See: building evidence

2. Consider these key questions:

  • What is the project or service trying to achieve?
  • What effect will it have on staff or service users, or the environment?
  • Who will benefit and who will not?
  • What resources will be used?
  • What specific steps will contribute to your overall aims?
  • How will you know whether you have met your aims and objectives?

3. Devise a plan to help manage your evaluation:

  • Decide on outcome measures/Key Performance Indicators.
  • Set a realistic timetable – decide what you can achieve in the given time with the available resources.
  • Determine what information you need and who you will collect it from.
  • Identify who will collect the information and how they will do this.
  • Decide who is going to analyse the information and how it will be done.
  • Identify how you will use the results of your analysis; for example, to give information to the community, to improve your project or to produce a report for the funding body.

4. Getting the right data

Data should be collected on an ongoing basis from the start of the project. The information you collect should be determined by the aims and objectives of your service.

Process data describe what your project or service does. Outcome data demonstrate the short, medium or long-term change your project or service caused. Both types of data can be collected in the following ways:

Quantitative data

This is information that can be analysed statistically and usually answers questions such as ‘How many?’ ‘How often?’ and ‘Where?’. Examples include recording the number of people attending an activity or receiving a service, their ages or how often they attended.

Potential sources include:

  • records of requests for assistance from partner organisations
  • number of people involved in various elements of the project such as participants at project events
  • data reports
  • number of hospital admissions
  • demographic information of participants such as age and gender (this can be both quantitative and qualitative data).

Qualitative data

This is information that can’t be quantified in numerical terms and usually answers questions such as ‘How?’ and ‘Why?’. An example could be first-person records of people’s views about an activity.

Potential sources include:

  • training course evaluation forms
  • minutes of meetings
  • views of the project participants – what they learned or enjoyed about an activity, how the project has helped them individually and within the family
  • letters of thanks from satisfied clients or results of client-satisfaction surveys
  • views of agencies working with the project
  • knowledge or quality-of-life questionnaires (baseline and follow-up)

Study material:
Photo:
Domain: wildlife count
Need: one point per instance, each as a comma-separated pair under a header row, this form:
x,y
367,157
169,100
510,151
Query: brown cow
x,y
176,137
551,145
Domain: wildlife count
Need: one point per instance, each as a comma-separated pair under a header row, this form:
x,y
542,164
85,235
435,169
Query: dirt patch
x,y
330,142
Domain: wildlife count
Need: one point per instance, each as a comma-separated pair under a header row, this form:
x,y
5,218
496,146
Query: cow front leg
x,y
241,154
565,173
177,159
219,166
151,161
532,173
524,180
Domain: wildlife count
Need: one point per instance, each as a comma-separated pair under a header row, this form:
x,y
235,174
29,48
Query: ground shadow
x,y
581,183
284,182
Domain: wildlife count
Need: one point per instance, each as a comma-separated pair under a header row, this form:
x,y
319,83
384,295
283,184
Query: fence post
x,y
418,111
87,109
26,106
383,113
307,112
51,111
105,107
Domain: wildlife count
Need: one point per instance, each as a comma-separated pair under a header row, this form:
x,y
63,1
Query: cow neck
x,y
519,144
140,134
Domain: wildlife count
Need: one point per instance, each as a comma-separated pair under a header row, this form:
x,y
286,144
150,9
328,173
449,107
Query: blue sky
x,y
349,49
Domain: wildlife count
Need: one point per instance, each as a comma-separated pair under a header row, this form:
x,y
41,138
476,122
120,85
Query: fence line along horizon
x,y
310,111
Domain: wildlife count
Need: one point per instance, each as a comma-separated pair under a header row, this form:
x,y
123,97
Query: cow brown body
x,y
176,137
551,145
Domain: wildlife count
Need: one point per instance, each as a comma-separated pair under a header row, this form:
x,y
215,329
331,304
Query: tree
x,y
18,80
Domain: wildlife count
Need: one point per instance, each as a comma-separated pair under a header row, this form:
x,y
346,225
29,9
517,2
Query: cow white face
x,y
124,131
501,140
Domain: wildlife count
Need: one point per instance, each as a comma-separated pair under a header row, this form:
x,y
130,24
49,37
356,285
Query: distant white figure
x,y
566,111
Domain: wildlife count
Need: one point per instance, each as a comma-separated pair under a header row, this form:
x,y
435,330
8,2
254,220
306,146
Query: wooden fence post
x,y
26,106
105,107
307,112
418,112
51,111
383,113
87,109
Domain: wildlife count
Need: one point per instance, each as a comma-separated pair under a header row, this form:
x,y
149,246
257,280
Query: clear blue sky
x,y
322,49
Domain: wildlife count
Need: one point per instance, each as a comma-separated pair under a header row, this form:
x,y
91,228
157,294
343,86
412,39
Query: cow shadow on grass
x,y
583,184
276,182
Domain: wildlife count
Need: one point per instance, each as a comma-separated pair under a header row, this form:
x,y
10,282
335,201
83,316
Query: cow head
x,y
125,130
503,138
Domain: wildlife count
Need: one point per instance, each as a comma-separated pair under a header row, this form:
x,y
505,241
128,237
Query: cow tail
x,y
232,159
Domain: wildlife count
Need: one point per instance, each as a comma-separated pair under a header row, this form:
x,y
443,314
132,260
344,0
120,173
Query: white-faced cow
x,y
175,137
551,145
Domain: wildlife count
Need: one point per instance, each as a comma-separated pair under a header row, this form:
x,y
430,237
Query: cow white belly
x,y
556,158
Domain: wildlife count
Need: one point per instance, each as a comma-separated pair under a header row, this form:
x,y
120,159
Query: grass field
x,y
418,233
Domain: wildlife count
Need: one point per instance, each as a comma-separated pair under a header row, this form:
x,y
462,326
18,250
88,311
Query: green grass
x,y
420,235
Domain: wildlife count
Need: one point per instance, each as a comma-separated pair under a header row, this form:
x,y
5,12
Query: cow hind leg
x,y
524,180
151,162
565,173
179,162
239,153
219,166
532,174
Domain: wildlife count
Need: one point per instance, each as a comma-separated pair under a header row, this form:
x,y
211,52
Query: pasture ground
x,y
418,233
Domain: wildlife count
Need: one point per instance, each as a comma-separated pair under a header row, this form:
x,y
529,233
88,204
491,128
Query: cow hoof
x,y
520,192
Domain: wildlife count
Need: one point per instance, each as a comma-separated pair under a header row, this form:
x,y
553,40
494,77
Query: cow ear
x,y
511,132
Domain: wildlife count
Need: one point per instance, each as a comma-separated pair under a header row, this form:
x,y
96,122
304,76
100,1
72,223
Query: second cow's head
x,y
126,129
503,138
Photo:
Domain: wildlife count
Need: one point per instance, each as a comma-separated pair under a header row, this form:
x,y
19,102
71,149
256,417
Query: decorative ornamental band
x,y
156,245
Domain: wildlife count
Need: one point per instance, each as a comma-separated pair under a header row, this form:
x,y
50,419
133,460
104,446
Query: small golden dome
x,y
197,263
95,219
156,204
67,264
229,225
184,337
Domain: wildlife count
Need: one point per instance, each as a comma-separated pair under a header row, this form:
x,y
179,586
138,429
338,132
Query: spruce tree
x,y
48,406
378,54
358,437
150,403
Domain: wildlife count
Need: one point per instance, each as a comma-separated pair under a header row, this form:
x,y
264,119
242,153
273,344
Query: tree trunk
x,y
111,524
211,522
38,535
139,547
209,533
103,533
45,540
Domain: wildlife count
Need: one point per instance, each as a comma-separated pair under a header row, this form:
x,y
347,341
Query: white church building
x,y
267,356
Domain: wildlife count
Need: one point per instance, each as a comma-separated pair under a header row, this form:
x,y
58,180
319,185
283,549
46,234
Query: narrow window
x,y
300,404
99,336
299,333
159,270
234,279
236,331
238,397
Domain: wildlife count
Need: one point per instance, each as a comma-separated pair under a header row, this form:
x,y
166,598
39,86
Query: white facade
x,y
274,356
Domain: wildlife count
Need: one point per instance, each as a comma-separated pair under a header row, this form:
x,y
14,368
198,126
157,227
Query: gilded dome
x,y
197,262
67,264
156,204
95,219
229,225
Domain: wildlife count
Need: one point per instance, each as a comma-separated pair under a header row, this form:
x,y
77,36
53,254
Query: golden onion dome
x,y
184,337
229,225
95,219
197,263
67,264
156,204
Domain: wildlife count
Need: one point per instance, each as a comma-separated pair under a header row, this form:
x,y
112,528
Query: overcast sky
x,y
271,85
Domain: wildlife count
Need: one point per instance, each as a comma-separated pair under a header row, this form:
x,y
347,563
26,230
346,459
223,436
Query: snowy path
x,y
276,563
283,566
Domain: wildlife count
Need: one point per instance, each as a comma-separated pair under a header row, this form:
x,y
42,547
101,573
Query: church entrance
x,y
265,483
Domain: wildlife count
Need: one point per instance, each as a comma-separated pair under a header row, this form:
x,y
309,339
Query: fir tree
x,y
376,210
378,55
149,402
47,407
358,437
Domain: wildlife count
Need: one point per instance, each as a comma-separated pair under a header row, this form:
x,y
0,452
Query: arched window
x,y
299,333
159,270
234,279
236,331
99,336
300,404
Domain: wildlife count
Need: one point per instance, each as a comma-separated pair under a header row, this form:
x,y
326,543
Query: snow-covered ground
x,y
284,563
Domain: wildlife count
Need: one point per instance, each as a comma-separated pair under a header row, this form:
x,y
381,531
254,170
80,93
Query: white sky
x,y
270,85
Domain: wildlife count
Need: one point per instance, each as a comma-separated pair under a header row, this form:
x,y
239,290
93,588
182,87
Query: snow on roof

Tasks:
[a] Switch "timetable" to "schedule" in the evaluation guide and give everything from "2. Consider these" down to "the available resources.".
[b] Using the evaluation guide, mark each statement yes or no and quote the words that decide it: (i) Data should be collected from the start of the project. (ii) Qualitative data usually answers questions such as "How many?" (iii) Demographic information such as age and gender can be both quantitative and qualitative data.
Nothing in the listing is needed for this work.

Answers to each task:
[a]
2. Consider these key questions:

  • What is the project or service trying to achieve?
  • What effect will it have on staff or service users, or the environment?
  • Who will benefit and who will not?
  • What resources will be used?
  • What specific steps will contribute to your overall aims?
  • How will you know whether you have met your aims and objectives?

3. Devise a plan to help manage your evaluation:

  • Decide on outcome measures/Key Performance Indicators.
  • Set a realistic schedule – decide what you can achieve in the given time with the available resources.

[b]
(i) Yes: "Data should be collected on an ongoing basis from the start of the project."
(ii) No: "usually answers questions such as ‘How?’ and ‘Why?’"
(iii) Yes: "demographic information of participants such as age and gender (this can be both quantitative and qualitative data)"